Problems and tasks —
1: From the article on life stress, transcribe the passage from "How Important Is" to "performance didn’t suffer?".
2: Condense the paragraph in the article on life stress that begins "A 2010 study by Slivka" into a short bulleted list that keeps its main facts.

Extract —

----

How Important Is Life Stress Really?
A 2010 study by Slivka and colleagues evaluated 21 days of intense training on markers of overtraining in eight elite cyclists. The training had increases of volume and intensity over the 21 day cycle and the researchers looked at testosterone, cortisol, salivary IgA, time trial performance, heart rate response and a profile of mood states. Interestingly, even though the subjects were symptomatic for markers of overtraining there was no decline in 1-hour time trial performance.
So wait….the subjects were pushed into an overtrained (probably overreached would be a more appropriate term) state but performance didn’t suffer?
A similar study was conducted eight years earlier in 2002 by Halson and colleagues, again looking at eight cyclists over a six week training program – 2 weeks of normal training, 2 weeks of intensified training (which looked like a brutal two weeks!), and 2 weeks of recovery training. What the researchers found in this study was that the subjects had decreased power output during a max cycle ergometer test, increases in their time trial performance, a decrease in max heart rate, and an increase in ratings of perceived exertion (RPE). Interestingly, the subjects were showing signs of overtraining after only one week of the intensified training phase (I told you it was brutal!).
So what happened? Two studies. Very similar in design. Both show the athletes to be overtrained. In one study there was no decrease in overall performance and in the other the subjects performance went down the drain.
What happened was LIFE! What I failed to tell you about the first study I mentioned was that in the study they controlled the subjects’ life stressors. They did so by taking them out to the mountains in Western America where they would be removed from their everyday lives to train for 21 days. They had their sleeping arrangements and meals planned for them as well. Basically, the athletes woke up, trained, and recovered. Thus, even when overtrained a little bit, their body’s were able to adapt and still perform at a high level because their stress resistance was low. In the second study, these individuals were asked to go about their normal daily lives and were given training journals to complete. They woke up, trained, went to work, had to deal with the stress of their jobs, didn’t have their meals planned out for them, and didn’t have their sleep as regulated as those in the other study. Thus, when overtrained a little bit, their bodies broke down and weren’t able to keep up. Their stress resistance was compromised by non-training stressors.
It is important to remember when your progress slows that stress may be impacting your recovery ability. If you have stalled on your journey to a leaner, stronger self take a moment to look at how much cumulative stress you are experiencing. Just as I led into this post with the huge added stress I am facing and serious lack of sleep, I can’t expect to kill it each time I train. Right now is probably not the best time for hardcore met con style workouts. Stepping back to look at all the things happening in your life can help you see all the stressors placed on you. This allows you to know which ones are in your control and deal with them. Which in turn sets the stage for the necessary amount of recovery needed for progress.

----

Supplied information —
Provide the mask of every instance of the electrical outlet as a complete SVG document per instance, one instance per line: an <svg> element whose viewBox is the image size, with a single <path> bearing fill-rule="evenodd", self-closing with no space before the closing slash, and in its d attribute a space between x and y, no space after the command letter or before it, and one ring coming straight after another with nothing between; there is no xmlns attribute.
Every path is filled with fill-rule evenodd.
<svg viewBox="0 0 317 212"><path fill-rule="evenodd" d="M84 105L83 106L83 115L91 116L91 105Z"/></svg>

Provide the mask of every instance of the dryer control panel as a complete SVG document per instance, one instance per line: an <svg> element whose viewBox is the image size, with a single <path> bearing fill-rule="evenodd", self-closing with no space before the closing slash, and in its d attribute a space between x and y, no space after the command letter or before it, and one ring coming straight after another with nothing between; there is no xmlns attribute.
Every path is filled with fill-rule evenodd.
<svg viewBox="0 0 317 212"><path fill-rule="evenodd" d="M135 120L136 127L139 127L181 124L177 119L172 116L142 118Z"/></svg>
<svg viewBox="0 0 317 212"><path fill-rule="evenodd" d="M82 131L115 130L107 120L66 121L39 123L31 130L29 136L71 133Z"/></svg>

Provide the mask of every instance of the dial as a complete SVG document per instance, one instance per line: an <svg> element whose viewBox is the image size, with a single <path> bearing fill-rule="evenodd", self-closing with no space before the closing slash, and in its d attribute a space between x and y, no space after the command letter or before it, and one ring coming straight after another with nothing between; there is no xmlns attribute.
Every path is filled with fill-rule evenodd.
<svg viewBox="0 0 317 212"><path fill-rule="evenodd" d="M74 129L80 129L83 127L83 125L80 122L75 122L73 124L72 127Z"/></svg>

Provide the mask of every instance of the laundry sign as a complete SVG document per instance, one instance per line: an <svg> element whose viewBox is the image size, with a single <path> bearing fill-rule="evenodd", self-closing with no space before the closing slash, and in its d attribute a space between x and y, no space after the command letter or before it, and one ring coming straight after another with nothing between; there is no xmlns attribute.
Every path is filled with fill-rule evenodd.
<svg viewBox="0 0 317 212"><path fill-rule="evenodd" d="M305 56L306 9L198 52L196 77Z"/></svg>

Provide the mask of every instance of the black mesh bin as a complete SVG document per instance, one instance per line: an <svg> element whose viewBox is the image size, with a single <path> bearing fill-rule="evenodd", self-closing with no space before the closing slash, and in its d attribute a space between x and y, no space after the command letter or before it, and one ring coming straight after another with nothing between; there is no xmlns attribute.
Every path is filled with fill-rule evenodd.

----

Per-task outputs —
1:
How Important Is Life Stress Really?
A 2010 study by Slivka and colleagues evaluated 21 days of intense training on markers of overtraining in eight elite cyclists. The training had increases of volume and intensity over the 21 day cycle and the researchers looked at testosterone, cortisol, salivary IgA, time trial performance, heart rate response and a profile of mood states. Interestingly, even though the subjects were symptomatic for markers of overtraining there was no decline in 1-hour time trial performance.
So wait….the subjects were pushed into an overtrained (probably overreached would be a more appropriate term) state but performance didn’t suffer?

2:
- In 2010, Slivka and colleagues studied eight elite cyclists through 21 days of intense training, with volume and intensity rising over the cycle.
- They measured testosterone, cortisol, salivary IgA, time trial performance, heart rate response and a profile of mood states.
- The cyclists showed markers of overtraining, but their 1-hour time trial performance did not decline.